> _EXERCISES TO COMPLETE_:
1/ In the news article about the Kariobangi demolitions, which organization carried out the demolition of the structures?
2/ Extend the news article about the Kariobangi demolitions, starting after its final sentence.

START DOCUMENT SEGMENT

Thousands of Kariobangi sewage slum estate in Kariobangi North have been left homeless following the demolition of their houses.
The demolition of the structures was carried out by the Nairobi City Water and Sewerage Company in a bid to reclaim the land where more than 5,000 families have been living since 2008.
A number of the affected residents said they were not given any written notice, claiming that the area administrator and police boss only gave them a verbal notice on Sunday to move out by the end of the day.
One of the affected residents, Titus Ndambuki, said that he saw bulldozers coming to their estate on Sunday before the demolitions began Monday morning.
The demolition, he said, begun without any eviction notice being issued to the residents by Nairobi water company. He claimed that they have been rightfully living on the contested parcel of land for close to 12 years now.
“We only received a communication on Friday from the DC that evictions will be happening and that we should start looking for alternative places to live in. There wasn’t any eviction notice,” said Mr Ndambuki.
He said that most tenants have allotment letters for the land and were awaiting the processing of title deeds.

END DOCUMENT SEGMENT
START EXTRACTED ENTRIES

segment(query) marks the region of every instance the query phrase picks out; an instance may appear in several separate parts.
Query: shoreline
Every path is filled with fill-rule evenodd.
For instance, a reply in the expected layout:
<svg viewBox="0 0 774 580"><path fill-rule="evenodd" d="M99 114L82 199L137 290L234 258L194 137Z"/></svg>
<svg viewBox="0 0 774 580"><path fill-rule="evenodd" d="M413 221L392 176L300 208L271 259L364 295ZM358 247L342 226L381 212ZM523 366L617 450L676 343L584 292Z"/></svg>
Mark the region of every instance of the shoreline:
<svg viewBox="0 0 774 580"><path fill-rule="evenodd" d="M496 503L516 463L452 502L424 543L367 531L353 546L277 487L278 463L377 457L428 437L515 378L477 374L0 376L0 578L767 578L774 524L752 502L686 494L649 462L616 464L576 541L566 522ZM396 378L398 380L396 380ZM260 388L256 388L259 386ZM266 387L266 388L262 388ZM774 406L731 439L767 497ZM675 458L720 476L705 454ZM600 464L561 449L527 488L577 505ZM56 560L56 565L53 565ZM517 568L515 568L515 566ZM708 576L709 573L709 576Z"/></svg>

END EXTRACTED ENTRIES
START EXTRACTED ENTRIES

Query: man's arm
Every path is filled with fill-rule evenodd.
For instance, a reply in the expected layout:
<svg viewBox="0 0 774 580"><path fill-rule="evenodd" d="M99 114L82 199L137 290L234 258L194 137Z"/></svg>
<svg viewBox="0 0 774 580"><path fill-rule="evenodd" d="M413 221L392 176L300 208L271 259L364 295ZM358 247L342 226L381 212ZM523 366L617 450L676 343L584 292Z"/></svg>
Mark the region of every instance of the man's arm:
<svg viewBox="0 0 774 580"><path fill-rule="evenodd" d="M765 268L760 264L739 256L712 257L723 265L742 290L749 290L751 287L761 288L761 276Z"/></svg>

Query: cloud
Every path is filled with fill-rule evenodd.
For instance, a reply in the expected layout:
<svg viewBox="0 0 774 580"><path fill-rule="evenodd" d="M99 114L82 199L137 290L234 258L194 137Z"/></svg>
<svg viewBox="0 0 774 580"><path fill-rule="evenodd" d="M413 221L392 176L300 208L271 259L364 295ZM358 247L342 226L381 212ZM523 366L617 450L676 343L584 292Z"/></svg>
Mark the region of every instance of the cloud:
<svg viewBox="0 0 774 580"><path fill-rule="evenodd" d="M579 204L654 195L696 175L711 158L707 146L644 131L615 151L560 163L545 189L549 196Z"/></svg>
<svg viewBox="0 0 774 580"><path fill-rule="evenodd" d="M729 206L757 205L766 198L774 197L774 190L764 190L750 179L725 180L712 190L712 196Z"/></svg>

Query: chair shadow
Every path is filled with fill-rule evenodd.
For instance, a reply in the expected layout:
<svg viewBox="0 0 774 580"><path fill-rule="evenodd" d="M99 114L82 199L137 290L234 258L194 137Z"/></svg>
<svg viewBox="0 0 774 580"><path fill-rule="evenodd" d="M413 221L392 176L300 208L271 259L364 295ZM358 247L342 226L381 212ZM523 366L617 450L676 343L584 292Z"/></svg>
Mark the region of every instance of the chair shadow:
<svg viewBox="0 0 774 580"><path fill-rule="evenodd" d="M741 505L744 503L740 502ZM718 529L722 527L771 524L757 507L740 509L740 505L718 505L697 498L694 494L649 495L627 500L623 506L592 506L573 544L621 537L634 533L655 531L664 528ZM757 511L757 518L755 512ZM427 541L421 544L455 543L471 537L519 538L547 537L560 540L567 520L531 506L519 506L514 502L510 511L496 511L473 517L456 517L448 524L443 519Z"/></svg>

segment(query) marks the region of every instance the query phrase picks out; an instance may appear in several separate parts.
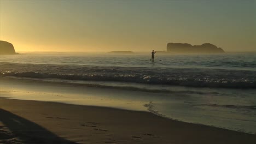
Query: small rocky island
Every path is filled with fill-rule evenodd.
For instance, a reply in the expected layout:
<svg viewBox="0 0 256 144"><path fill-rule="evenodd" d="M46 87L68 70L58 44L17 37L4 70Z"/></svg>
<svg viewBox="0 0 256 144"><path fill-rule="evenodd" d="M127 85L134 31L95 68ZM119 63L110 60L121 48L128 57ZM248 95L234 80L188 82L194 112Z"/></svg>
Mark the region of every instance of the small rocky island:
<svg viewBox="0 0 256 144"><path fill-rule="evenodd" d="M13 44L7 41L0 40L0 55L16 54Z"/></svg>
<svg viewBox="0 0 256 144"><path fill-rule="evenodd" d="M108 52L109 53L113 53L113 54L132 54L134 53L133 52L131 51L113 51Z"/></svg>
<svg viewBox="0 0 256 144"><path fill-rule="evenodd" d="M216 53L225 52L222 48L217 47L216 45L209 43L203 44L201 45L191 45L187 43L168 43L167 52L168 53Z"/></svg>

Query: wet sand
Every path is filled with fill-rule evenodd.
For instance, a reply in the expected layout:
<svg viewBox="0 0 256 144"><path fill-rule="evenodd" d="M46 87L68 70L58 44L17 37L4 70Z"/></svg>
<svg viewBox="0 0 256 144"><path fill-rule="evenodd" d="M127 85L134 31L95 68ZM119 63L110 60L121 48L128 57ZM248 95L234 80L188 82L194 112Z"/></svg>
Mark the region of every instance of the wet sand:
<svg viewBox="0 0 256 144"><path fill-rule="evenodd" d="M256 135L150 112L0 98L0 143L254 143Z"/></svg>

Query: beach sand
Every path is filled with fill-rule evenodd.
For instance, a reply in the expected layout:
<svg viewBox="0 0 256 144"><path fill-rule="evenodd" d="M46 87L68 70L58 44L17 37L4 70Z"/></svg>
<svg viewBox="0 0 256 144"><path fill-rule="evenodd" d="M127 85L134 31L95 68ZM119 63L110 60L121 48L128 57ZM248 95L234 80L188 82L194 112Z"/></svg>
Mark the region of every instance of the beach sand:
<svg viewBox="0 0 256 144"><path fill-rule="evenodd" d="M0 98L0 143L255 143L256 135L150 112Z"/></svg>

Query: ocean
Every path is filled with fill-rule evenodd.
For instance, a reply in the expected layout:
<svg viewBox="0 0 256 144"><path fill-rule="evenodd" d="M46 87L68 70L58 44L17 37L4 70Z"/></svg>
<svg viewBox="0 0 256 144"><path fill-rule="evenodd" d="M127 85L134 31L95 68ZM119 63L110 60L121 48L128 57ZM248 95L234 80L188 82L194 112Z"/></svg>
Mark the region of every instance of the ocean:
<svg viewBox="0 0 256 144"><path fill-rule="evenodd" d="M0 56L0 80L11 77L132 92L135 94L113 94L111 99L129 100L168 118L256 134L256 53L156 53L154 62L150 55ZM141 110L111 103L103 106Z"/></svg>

END EXTRACTED ENTRIES
START EXTRACTED ENTRIES

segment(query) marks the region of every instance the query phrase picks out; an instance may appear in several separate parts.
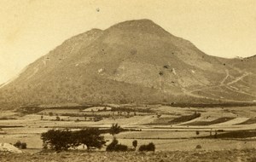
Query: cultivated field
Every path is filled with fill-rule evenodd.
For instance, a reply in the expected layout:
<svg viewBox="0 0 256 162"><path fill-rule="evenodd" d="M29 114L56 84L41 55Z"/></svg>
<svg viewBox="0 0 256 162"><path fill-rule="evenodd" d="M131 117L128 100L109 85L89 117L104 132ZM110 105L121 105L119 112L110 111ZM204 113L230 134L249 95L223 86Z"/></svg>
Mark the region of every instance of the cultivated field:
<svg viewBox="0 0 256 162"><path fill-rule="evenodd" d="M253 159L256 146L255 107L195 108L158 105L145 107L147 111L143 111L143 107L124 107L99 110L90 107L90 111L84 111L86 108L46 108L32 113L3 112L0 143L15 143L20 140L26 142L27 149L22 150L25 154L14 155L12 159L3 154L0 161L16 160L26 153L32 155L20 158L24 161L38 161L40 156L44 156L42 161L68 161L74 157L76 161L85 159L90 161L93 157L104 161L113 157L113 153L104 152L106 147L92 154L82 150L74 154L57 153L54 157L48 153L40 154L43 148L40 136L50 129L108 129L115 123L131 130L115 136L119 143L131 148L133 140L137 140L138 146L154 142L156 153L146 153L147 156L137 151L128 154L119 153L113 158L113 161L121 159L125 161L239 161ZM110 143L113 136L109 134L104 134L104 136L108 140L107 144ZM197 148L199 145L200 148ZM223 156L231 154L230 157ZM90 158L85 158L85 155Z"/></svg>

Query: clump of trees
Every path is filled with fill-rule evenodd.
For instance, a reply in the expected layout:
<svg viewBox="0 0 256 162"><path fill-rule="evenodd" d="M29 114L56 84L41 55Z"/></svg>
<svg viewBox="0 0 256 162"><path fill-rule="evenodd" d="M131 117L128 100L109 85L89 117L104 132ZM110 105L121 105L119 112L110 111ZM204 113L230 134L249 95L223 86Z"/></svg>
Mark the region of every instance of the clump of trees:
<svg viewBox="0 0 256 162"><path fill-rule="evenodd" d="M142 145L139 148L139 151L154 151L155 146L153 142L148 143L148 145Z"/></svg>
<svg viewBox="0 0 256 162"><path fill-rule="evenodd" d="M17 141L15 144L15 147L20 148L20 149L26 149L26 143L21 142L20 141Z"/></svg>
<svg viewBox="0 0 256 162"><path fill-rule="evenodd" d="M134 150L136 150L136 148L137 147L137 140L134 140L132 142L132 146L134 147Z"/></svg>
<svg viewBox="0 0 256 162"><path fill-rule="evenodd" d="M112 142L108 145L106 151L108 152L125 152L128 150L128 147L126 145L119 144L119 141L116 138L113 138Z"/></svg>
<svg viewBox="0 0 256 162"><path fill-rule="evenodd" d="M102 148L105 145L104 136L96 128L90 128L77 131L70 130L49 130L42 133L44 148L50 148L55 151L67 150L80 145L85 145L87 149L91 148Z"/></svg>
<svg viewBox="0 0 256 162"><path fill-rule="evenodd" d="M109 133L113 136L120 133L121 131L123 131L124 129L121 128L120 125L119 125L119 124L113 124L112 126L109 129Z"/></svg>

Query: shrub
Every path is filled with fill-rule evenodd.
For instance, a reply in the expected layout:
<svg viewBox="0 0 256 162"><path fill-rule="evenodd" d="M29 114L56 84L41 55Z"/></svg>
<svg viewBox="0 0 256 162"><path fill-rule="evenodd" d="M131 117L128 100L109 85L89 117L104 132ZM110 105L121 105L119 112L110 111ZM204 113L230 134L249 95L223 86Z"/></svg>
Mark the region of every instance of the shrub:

END EXTRACTED ENTRIES

> _ANSWERS FOR THE TASKS_:
1/ The Nairobi City Water and Sewerage Company.

2/
“We have the letters and we have been paying rent for the past 12 years, so how can the government claim that we are here illegally?” he posed.
Another resident questioned the sudden rush to evict them on such a short notice yet they have been living on the contested land and they have allotment letters and receipts showing they have been paying rates to Nairobi County government since 2008.
Grace Atieno complained that they were only told to move out with no alternative place given to them and now they have nowhere to go to at a time when movement in and out of the Nairobi Metropolitan Area is still in effect.
“Where will I go and I do not have money to move to a new house? I do menial jobs which has been affected by the Covid-19 pandemic and even the little money I have now cannot sustain moving to another estate. I do not even have relatives in Nairobi to help me,” she said.
Kariobangi North MCA Julius Njoka condemned the demolitions, accusing the government of being inhumane to the residents at a time when the country is battling the coronavirus pandemic.
He said that the affected residents were allocated the land by the defunct Nairobi City Council in 2008.
“This is the wrong time to carry out eviction and demolitions leaving people who are already facing an economic crisis due to Covid-19 homeless. This is inhumane. Most of these people are elderly and others have young families and now they have nowhere to go to and will be forced to live in shanties in groups which might lead to a spike in Covid-19 cases,” said the MCA.